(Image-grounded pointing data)
■ ■ ■ ■ ■ ■ ■

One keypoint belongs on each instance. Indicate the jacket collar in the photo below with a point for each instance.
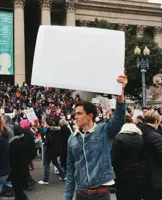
(89, 131)
(16, 138)
(130, 128)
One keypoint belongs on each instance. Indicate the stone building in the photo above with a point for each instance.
(29, 14)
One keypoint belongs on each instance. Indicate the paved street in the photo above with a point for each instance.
(53, 191)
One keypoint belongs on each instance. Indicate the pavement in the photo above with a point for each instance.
(53, 191)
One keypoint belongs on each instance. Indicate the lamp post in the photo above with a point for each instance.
(143, 64)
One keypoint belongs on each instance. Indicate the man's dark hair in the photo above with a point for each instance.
(140, 118)
(89, 108)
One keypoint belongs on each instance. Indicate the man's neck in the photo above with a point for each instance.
(87, 127)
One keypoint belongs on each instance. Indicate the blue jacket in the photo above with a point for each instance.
(88, 161)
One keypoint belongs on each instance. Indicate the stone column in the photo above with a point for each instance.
(140, 31)
(19, 42)
(84, 23)
(46, 6)
(157, 36)
(70, 10)
(123, 27)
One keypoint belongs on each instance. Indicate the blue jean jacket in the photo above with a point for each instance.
(89, 158)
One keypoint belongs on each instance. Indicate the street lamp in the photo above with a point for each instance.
(143, 64)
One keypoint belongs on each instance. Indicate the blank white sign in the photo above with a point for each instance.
(155, 1)
(79, 58)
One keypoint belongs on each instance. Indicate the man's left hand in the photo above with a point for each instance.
(123, 80)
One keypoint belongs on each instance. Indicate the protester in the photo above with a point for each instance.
(89, 169)
(19, 159)
(152, 171)
(4, 158)
(53, 150)
(64, 136)
(127, 160)
(29, 137)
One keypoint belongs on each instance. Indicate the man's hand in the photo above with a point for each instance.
(123, 80)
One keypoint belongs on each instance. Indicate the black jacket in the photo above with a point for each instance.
(153, 144)
(4, 155)
(127, 149)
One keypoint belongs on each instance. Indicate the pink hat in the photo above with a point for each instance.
(25, 123)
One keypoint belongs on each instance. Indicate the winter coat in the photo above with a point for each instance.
(4, 155)
(153, 144)
(10, 129)
(127, 149)
(53, 143)
(64, 136)
(20, 147)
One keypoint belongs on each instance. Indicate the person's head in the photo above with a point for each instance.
(152, 118)
(128, 119)
(25, 124)
(140, 119)
(2, 124)
(63, 122)
(7, 118)
(144, 110)
(85, 113)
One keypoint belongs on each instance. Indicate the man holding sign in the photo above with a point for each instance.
(89, 169)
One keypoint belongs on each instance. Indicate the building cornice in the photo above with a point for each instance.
(120, 6)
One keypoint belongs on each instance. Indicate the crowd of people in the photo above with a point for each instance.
(120, 153)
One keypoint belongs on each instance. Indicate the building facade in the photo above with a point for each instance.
(29, 14)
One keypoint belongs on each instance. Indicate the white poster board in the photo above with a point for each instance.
(12, 115)
(30, 114)
(95, 101)
(136, 113)
(79, 58)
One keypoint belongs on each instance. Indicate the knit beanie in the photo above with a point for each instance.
(25, 123)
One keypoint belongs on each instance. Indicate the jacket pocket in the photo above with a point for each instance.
(75, 151)
(96, 143)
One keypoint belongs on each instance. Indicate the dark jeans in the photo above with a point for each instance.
(17, 183)
(81, 196)
(128, 185)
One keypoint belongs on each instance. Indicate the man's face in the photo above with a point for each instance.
(81, 117)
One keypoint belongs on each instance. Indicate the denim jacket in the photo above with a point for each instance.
(88, 161)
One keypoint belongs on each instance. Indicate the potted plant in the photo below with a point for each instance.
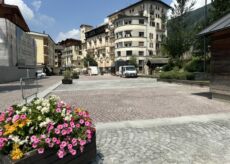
(47, 131)
(67, 77)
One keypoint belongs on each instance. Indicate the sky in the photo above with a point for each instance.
(61, 19)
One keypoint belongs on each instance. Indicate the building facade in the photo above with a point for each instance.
(100, 47)
(138, 30)
(45, 50)
(17, 48)
(72, 53)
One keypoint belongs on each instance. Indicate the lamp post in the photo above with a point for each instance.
(205, 42)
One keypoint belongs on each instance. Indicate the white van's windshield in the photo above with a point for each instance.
(130, 68)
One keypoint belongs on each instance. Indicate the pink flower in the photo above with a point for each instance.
(82, 142)
(51, 145)
(70, 146)
(58, 142)
(32, 138)
(65, 125)
(41, 150)
(58, 110)
(60, 127)
(78, 125)
(54, 139)
(23, 117)
(16, 118)
(72, 124)
(57, 131)
(61, 153)
(81, 121)
(63, 132)
(2, 117)
(8, 119)
(73, 152)
(34, 146)
(64, 144)
(87, 123)
(47, 140)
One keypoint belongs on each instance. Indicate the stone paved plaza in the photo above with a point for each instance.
(144, 121)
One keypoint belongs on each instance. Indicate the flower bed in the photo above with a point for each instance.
(48, 126)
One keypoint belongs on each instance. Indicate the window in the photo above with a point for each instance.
(128, 34)
(141, 21)
(118, 53)
(150, 35)
(128, 44)
(128, 22)
(151, 45)
(141, 44)
(141, 34)
(152, 23)
(141, 53)
(129, 53)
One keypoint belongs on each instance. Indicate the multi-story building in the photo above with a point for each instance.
(138, 30)
(72, 53)
(17, 48)
(45, 50)
(83, 29)
(100, 47)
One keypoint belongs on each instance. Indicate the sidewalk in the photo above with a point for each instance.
(10, 93)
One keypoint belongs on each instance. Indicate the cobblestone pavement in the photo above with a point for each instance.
(184, 143)
(10, 93)
(110, 99)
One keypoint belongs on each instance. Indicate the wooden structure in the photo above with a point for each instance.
(219, 33)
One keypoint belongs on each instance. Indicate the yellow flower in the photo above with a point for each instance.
(9, 130)
(16, 153)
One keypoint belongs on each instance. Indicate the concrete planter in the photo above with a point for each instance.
(50, 156)
(67, 81)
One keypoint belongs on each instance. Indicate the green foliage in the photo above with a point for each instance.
(67, 74)
(179, 39)
(89, 60)
(133, 61)
(219, 9)
(75, 75)
(177, 75)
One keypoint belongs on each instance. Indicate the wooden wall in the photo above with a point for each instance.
(220, 64)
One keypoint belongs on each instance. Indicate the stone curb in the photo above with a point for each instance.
(43, 93)
(163, 121)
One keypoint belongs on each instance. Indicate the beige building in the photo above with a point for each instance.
(45, 50)
(139, 30)
(99, 46)
(72, 53)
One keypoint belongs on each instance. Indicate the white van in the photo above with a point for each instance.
(127, 71)
(93, 70)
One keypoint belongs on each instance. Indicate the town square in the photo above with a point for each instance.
(149, 85)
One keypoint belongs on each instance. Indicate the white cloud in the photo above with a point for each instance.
(26, 11)
(37, 4)
(74, 33)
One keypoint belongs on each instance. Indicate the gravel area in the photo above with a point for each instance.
(118, 99)
(10, 93)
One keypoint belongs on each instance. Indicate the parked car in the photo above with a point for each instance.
(127, 71)
(40, 74)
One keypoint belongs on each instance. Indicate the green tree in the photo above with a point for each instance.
(89, 61)
(133, 61)
(219, 9)
(179, 40)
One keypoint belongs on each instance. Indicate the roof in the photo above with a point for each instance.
(220, 24)
(41, 35)
(12, 13)
(159, 60)
(139, 2)
(96, 31)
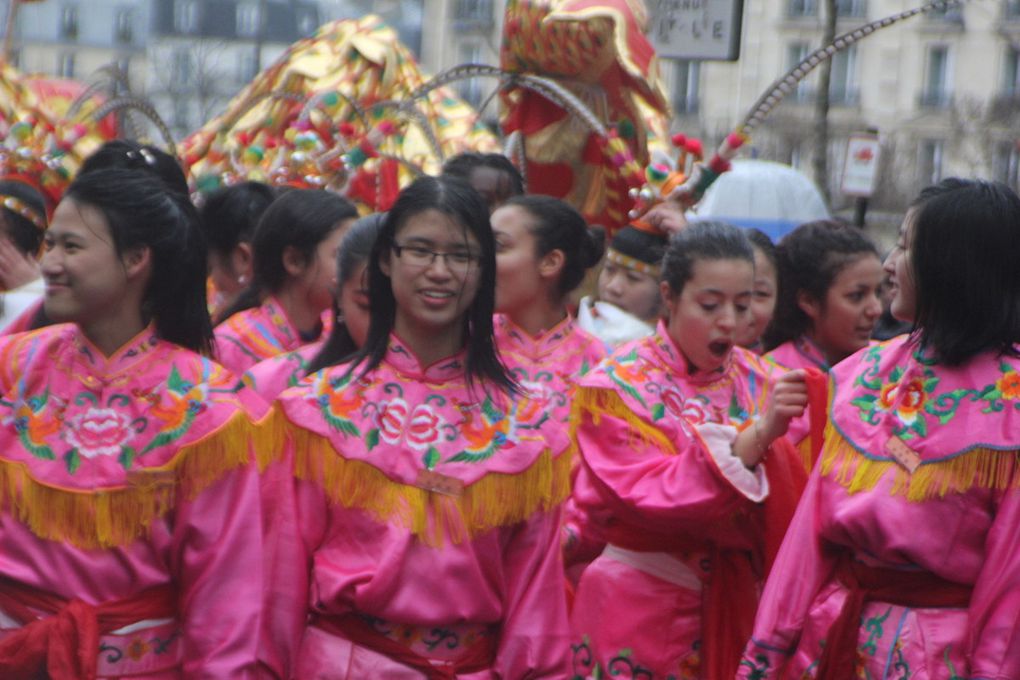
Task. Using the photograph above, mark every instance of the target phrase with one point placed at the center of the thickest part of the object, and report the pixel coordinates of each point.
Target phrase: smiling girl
(672, 430)
(426, 522)
(902, 561)
(295, 250)
(131, 535)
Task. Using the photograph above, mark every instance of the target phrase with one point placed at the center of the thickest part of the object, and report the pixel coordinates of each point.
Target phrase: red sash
(905, 588)
(478, 657)
(64, 645)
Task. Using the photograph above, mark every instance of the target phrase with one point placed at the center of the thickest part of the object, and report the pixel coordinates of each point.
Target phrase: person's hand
(789, 398)
(16, 268)
(667, 216)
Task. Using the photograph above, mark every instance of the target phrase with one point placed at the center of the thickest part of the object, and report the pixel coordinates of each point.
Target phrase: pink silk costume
(675, 505)
(551, 365)
(256, 334)
(271, 376)
(126, 473)
(427, 510)
(955, 517)
(800, 353)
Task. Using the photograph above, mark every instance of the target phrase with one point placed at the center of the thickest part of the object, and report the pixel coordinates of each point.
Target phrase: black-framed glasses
(458, 262)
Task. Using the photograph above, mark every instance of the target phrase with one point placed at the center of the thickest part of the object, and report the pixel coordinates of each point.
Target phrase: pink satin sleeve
(534, 639)
(647, 486)
(996, 603)
(216, 554)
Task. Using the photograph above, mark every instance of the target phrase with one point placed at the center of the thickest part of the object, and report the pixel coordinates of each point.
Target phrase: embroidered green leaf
(431, 458)
(126, 457)
(72, 460)
(372, 438)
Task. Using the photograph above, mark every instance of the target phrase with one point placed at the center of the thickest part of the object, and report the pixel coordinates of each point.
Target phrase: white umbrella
(771, 197)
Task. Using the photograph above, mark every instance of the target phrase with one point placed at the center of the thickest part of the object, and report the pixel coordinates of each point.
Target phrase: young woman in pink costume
(766, 288)
(273, 375)
(830, 281)
(543, 251)
(131, 540)
(902, 561)
(295, 247)
(425, 536)
(673, 430)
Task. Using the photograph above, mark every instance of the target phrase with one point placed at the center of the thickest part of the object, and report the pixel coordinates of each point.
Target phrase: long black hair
(556, 225)
(705, 240)
(455, 198)
(964, 250)
(354, 252)
(810, 259)
(230, 214)
(301, 218)
(141, 212)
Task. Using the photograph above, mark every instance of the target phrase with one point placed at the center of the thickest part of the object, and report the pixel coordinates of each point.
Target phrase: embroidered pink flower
(697, 412)
(392, 416)
(423, 428)
(99, 432)
(910, 404)
(673, 402)
(1009, 385)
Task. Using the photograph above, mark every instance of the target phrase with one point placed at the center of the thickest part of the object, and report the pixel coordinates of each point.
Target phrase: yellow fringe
(119, 516)
(600, 401)
(496, 500)
(978, 468)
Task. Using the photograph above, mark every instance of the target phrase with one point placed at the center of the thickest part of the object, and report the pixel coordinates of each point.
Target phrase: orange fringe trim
(496, 500)
(978, 468)
(117, 517)
(598, 402)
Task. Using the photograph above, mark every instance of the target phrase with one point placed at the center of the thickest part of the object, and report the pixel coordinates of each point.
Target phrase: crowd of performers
(400, 453)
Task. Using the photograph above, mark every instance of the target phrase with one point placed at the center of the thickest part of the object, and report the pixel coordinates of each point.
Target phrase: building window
(68, 21)
(181, 66)
(843, 83)
(249, 19)
(1006, 163)
(851, 8)
(470, 89)
(186, 16)
(796, 53)
(929, 162)
(65, 64)
(936, 77)
(686, 82)
(799, 8)
(247, 67)
(124, 24)
(1011, 72)
(474, 11)
(307, 21)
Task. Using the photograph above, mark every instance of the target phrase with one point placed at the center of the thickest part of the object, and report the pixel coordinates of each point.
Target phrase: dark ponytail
(142, 212)
(300, 218)
(354, 252)
(557, 225)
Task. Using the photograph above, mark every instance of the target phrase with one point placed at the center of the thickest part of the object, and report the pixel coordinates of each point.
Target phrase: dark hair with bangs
(705, 240)
(965, 262)
(810, 258)
(455, 198)
(143, 212)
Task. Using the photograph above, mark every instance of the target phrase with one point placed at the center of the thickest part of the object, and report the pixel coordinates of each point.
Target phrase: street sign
(707, 30)
(860, 168)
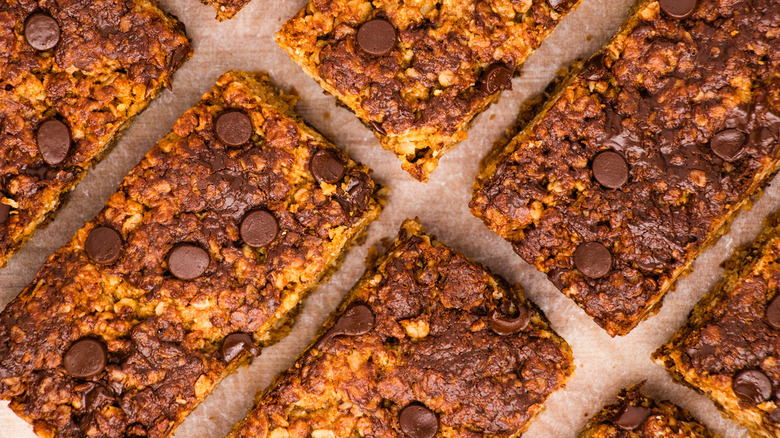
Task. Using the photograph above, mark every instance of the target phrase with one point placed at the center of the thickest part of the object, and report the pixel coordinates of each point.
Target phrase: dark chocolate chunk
(85, 358)
(259, 228)
(326, 167)
(187, 261)
(53, 141)
(495, 78)
(728, 144)
(752, 386)
(237, 343)
(417, 421)
(41, 31)
(773, 313)
(508, 325)
(377, 37)
(5, 210)
(631, 417)
(234, 128)
(593, 259)
(103, 245)
(610, 169)
(678, 9)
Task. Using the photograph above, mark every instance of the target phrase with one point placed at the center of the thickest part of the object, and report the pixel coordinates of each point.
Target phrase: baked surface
(667, 99)
(430, 343)
(731, 331)
(636, 416)
(163, 337)
(113, 57)
(420, 97)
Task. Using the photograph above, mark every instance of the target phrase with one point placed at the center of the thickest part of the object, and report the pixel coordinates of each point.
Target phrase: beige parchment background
(604, 365)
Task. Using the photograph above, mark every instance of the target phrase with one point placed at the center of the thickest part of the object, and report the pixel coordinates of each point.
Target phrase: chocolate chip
(610, 169)
(5, 210)
(357, 320)
(326, 167)
(85, 358)
(103, 245)
(508, 325)
(417, 421)
(53, 141)
(728, 144)
(234, 128)
(187, 261)
(237, 343)
(259, 228)
(773, 313)
(678, 9)
(593, 259)
(41, 31)
(495, 78)
(631, 417)
(377, 37)
(752, 386)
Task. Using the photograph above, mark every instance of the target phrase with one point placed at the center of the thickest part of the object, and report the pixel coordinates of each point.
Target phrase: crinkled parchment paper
(604, 365)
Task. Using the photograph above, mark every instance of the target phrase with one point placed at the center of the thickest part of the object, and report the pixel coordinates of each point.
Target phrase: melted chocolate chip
(631, 417)
(752, 386)
(259, 228)
(728, 144)
(377, 37)
(41, 31)
(326, 167)
(85, 358)
(496, 78)
(187, 261)
(593, 259)
(508, 325)
(234, 128)
(53, 141)
(678, 9)
(417, 421)
(610, 169)
(773, 313)
(103, 245)
(237, 343)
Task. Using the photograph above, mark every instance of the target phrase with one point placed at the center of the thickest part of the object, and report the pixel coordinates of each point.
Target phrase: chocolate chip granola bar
(198, 260)
(428, 343)
(728, 349)
(417, 73)
(643, 156)
(72, 76)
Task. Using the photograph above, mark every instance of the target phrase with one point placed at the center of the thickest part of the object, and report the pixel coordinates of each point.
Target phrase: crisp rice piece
(637, 416)
(419, 81)
(72, 76)
(643, 156)
(728, 348)
(202, 255)
(427, 342)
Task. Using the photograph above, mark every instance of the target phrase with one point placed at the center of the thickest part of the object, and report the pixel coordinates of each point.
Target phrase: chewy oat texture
(198, 259)
(636, 416)
(730, 347)
(428, 343)
(644, 155)
(72, 76)
(418, 72)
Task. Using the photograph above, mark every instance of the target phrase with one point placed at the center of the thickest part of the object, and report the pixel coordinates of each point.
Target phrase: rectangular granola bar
(418, 72)
(728, 348)
(72, 76)
(643, 156)
(199, 258)
(637, 416)
(427, 343)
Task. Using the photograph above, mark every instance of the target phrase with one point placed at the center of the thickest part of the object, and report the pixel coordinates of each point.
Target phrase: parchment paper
(604, 365)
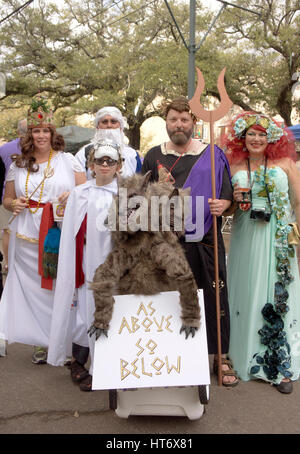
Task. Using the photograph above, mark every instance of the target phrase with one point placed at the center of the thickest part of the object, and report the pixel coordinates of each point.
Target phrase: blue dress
(264, 286)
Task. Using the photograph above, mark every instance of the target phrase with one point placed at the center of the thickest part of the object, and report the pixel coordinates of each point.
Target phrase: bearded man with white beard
(110, 123)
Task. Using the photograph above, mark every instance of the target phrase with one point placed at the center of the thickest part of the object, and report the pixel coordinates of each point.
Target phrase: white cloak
(94, 201)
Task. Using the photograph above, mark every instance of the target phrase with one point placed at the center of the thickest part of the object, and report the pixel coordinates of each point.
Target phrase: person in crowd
(185, 162)
(8, 150)
(42, 173)
(110, 123)
(85, 243)
(263, 278)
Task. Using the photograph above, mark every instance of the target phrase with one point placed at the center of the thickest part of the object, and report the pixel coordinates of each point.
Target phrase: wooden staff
(210, 116)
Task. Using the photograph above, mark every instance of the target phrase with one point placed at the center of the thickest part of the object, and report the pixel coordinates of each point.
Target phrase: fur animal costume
(144, 262)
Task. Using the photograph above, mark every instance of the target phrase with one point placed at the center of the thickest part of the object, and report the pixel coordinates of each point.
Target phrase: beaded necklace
(42, 186)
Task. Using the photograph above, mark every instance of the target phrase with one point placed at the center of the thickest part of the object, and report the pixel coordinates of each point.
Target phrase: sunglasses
(110, 162)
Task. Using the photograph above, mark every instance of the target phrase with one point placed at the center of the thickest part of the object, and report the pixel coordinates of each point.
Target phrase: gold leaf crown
(39, 112)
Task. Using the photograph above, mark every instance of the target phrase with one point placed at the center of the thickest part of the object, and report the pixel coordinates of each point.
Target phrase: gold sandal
(230, 372)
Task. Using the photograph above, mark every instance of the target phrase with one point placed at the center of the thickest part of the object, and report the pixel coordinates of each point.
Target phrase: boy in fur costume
(146, 259)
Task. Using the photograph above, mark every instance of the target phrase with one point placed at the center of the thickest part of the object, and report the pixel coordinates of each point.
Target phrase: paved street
(41, 399)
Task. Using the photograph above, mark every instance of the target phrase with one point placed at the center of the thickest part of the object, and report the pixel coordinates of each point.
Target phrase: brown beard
(181, 139)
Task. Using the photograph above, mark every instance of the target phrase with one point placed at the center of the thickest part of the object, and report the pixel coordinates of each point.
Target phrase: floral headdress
(39, 112)
(247, 119)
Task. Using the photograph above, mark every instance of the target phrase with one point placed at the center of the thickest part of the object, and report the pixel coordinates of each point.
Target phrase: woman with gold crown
(263, 278)
(41, 174)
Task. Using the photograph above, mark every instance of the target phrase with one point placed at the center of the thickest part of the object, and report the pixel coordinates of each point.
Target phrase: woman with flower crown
(42, 173)
(263, 278)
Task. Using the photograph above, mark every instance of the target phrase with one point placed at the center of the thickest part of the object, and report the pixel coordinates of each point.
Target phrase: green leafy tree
(272, 44)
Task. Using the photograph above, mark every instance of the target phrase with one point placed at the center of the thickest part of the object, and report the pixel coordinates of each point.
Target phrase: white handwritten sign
(144, 348)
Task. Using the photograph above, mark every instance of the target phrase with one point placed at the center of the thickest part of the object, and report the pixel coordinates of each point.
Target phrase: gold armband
(13, 204)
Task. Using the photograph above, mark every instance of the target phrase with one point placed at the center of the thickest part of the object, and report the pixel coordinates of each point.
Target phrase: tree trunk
(134, 135)
(284, 104)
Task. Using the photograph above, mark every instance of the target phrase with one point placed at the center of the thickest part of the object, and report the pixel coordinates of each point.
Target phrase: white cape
(95, 201)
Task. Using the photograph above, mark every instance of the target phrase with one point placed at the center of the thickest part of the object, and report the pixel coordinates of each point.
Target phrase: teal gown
(264, 286)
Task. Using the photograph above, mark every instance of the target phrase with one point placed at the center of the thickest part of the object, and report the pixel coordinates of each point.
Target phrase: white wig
(114, 112)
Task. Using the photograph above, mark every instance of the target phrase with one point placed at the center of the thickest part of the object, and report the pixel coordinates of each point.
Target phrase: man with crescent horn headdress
(185, 162)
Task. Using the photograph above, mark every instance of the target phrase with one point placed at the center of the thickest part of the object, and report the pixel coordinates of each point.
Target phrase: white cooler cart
(154, 370)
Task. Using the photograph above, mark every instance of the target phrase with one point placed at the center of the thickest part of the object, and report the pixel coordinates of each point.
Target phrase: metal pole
(192, 50)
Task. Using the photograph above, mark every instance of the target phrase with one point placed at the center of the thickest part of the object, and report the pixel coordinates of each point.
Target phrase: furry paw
(188, 330)
(97, 331)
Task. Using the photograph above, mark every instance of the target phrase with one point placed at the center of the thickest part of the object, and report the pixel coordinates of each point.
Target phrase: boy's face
(105, 166)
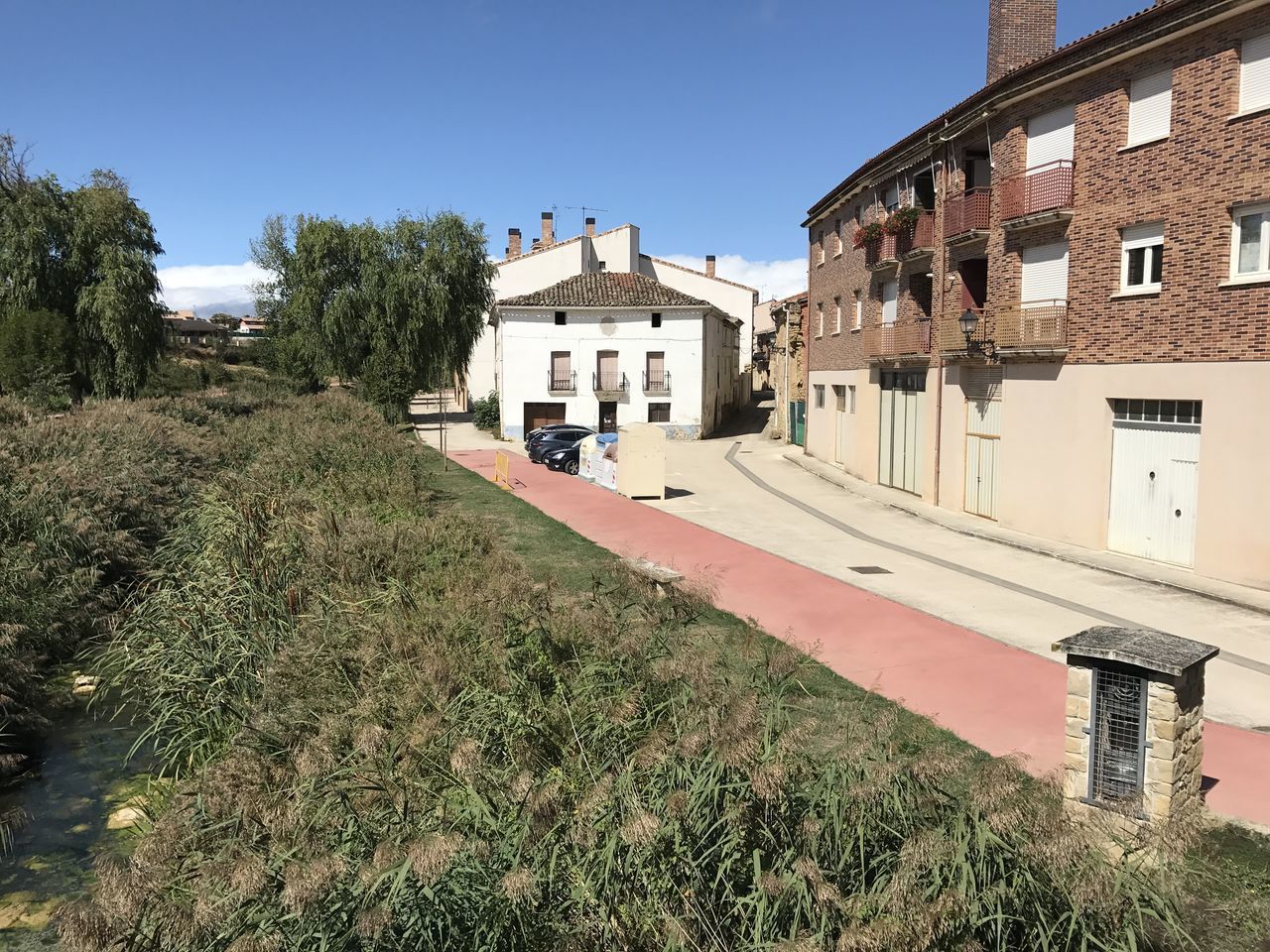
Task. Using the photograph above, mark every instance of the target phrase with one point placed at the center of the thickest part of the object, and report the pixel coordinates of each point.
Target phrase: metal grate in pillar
(1118, 729)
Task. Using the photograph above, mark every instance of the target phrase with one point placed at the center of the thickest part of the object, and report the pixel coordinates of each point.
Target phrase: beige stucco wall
(1055, 468)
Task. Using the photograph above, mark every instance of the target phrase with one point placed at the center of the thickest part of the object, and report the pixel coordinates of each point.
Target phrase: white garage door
(1155, 479)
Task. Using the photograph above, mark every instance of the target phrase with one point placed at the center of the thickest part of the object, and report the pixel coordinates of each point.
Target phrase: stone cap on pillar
(1142, 648)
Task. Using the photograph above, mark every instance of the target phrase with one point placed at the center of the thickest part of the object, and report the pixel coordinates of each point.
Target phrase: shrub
(485, 414)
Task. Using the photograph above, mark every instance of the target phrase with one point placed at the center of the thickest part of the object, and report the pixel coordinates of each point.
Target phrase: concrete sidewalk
(1000, 697)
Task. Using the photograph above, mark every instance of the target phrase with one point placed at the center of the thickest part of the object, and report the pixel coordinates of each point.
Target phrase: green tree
(86, 254)
(393, 306)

■ ■ ■ ■ ■ ■ ■

Beginning at the line that holds "Target phrase: stone cap on pillar", copy every line through the end of the entries exactly as given, and only those lines.

**RESULT FOR THIS TASK:**
Target phrase: stone cap on pillar
(1142, 648)
Task. Using the photograph above, mark every instance of the target phrase with one point placed at the center of the thickest part of the object, and report the pixel coordinates of each point.
Target phrase: shrub
(485, 414)
Task. Using the photograph above, mark every instance of the target phrase with one point placed at the center of the thickest part of the object, and report the pixel coordinates of each point.
Target phrase: concrete sidewalk
(1000, 697)
Task. Using the photograph above, mark every instance of the target phrase with one point placed at the center of the thickest part of the object, and report the pixel coordinates of each point.
Target phrase: green tree
(86, 254)
(393, 306)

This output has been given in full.